═══ Document segment ═══

When you remove liquidity, the reverse transaction occurs. You dispose of LP tokens and receive the underlying tokens, which may trigger gains or losses relative to your basis in the LP tokens.
Yield Farming and Liquidity Mining
Rewards received from yield farming, whether in the form of governance tokens, fee distributions, or incentive tokens, are generally treated as ordinary income at the fair market value when received. If you subsequently sell or trade these reward tokens, the sale triggers a separate capital gains event.
The compounding nature of many yield farming strategies means that income events may occur automatically with every harvest or auto-compound. Tracking the fair market value of each receipt is essential for accurate reporting.
Lending and Borrowing
Depositing assets into a lending protocol and receiving interest is a taxable income event. The interest earned (often represented by increasing value of receipt tokens like aUSDC) is ordinary income.
Taking a loan is generally not a taxable event. However, if your collateral is liquidated, the liquidation constitutes a taxable disposition of the collateral at its fair market value at the time of liquidation.
Wrapped Tokens and Bridges
Wrapping ETH into WETH, bridging tokens between chains, and other token transformation events create ambiguity in the tax code. The conservative approach is to treat each as a taxable exchange, though some tax professionals argue that wrapping (which involves a 1:1 conversion with no change in economic value) should be treated as a non-taxable event. Document your position and be prepared to defend it.
For a detailed examination of DeFi-specific tax considerations, our DeFi lending tax guide covers lending, borrowing, and liquidation tax treatment in depth. Our DeFi complete guide also addresses tax implications as part of a comprehensive DeFi education.
Staking Rewards
Staking rewards are one of the most common sources of cryptocurrency income and one of the most frequently misreported. IRS Revenue Ruling 2023-14, which remains the governing guidance in 2025-2026, established that staking rewards are taxable as ordinary income when the taxpayer has "dominion and control" over the rewards.
When Staking Rewards Are Taxable
Staking rewards are taxable at the moment you gain dominion and control, meaning when you can freely use, sell, or transfer the rewards without permission from any third party. For most proof-of-stake networks and staking platforms, this is the moment the rewards are credited to your account or wallet.
The fair market value of the rewards at the time of receipt becomes your taxable income amount and your cost basis in the received tokens. If you later sell the staking rewards, you calculate capital gains based on the difference between the sale price and this initial fair market value.
Tax Rates on Staking Income
Staking rewards are taxed as ordinary income at your marginal income tax rate:
- Federal income tax: 10-37% based on your total taxable income and filing status
- State income tax: 0-13.3% depending on your state of residence
- Self-employment tax: 15.3% if staking is part of a trade or business (this is a gray area that depends on the scale and nature of your staking activity)
The self-employment tax question is particularly important for professional validators and large-scale stakers. If staking constitutes a trade or business, the 15.3% self-employment tax on top of income tax dramatically increases the effective rate. Casual stakers who stake as part of a passive investment portfolio are generally not subject to self-employment tax.

═══ Provided information ═══

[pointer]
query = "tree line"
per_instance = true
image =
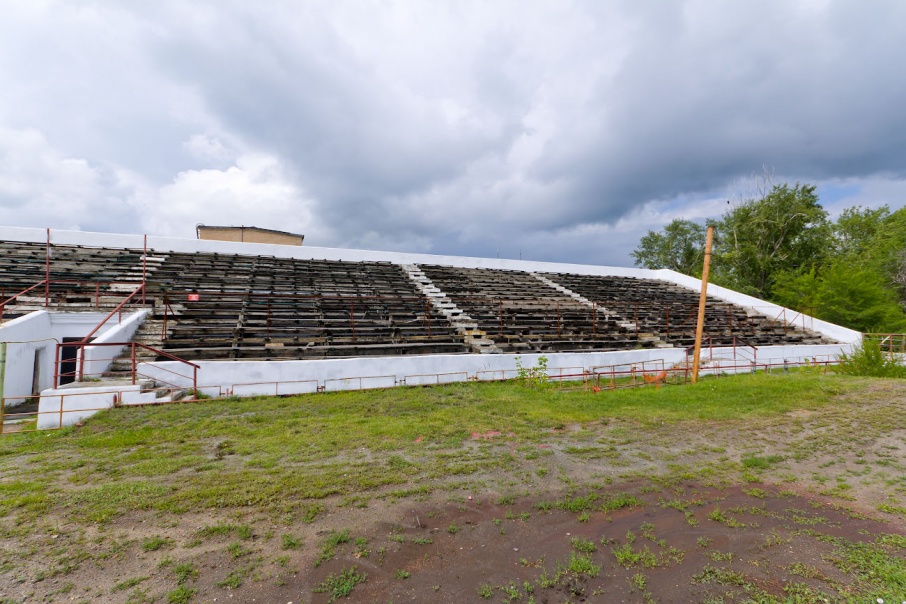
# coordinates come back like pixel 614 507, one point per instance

═══
═══ Provided information ═══

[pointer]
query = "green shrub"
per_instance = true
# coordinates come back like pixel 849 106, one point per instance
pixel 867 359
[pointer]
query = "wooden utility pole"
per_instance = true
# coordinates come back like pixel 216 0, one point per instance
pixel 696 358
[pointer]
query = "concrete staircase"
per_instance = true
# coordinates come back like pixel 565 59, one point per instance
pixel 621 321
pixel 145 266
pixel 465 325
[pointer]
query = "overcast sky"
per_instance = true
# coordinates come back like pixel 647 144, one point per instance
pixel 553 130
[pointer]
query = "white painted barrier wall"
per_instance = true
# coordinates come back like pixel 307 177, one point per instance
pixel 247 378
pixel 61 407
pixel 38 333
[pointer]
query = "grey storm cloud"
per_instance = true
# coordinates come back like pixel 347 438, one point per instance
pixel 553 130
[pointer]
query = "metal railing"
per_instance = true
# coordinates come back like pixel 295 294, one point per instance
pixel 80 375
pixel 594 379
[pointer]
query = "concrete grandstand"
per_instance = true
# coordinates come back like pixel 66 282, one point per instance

═══
═══ Provided information ═══

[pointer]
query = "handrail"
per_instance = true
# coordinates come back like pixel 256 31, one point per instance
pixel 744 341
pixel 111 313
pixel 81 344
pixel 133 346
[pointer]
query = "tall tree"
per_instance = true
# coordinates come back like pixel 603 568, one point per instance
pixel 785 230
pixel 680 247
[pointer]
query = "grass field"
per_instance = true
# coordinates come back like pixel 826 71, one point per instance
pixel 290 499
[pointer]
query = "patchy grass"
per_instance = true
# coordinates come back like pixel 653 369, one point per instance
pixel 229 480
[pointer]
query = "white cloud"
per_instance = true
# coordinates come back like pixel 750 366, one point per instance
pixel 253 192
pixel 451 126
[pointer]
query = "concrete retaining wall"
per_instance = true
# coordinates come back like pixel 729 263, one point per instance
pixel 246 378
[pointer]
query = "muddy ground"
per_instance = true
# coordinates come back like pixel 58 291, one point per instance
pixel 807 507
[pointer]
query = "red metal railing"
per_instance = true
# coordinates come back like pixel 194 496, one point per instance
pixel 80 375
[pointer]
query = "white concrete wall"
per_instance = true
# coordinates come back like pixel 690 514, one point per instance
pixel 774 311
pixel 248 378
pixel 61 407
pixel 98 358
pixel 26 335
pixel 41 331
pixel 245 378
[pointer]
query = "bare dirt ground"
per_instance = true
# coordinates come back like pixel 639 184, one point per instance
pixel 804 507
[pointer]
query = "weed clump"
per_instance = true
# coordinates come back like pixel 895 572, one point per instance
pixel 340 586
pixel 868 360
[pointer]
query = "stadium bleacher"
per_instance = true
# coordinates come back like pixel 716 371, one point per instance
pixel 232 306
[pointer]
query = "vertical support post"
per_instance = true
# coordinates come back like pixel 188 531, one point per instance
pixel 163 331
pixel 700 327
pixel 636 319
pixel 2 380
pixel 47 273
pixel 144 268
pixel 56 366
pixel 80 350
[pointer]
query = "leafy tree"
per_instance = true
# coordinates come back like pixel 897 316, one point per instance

═══

» The tasks:
[a] Switch "conservative approach" to "cautious approach" and give the crypto tax text again, starting with "Wrapped Tokens and" and going on through "comprehensive DeFi education.".
[b] Render this sentence from the crypto tax text in Spanish: "Taking a loan is generally not a taxable event."
The rows are separate material, apart from the crypto tax text.

» Solutions to each task:
[a]
Wrapped Tokens and Bridges
Wrapping ETH into WETH, bridging tokens between chains, and other token transformation events create ambiguity in the tax code. The cautious approach is to treat each as a taxable exchange, though some tax professionals argue that wrapping (which involves a 1:1 conversion with no change in economic value) should be treated as a non-taxable event. Document your position and be prepared to defend it.
For a detailed examination of DeFi-specific tax considerations, our DeFi lending tax guide covers lending, borrowing, and liquidation tax treatment in depth. Our DeFi complete guide also addresses tax implications as part of a comprehensive DeFi education.

[b] Tomar un préstamo generalmente no es un evento gravable.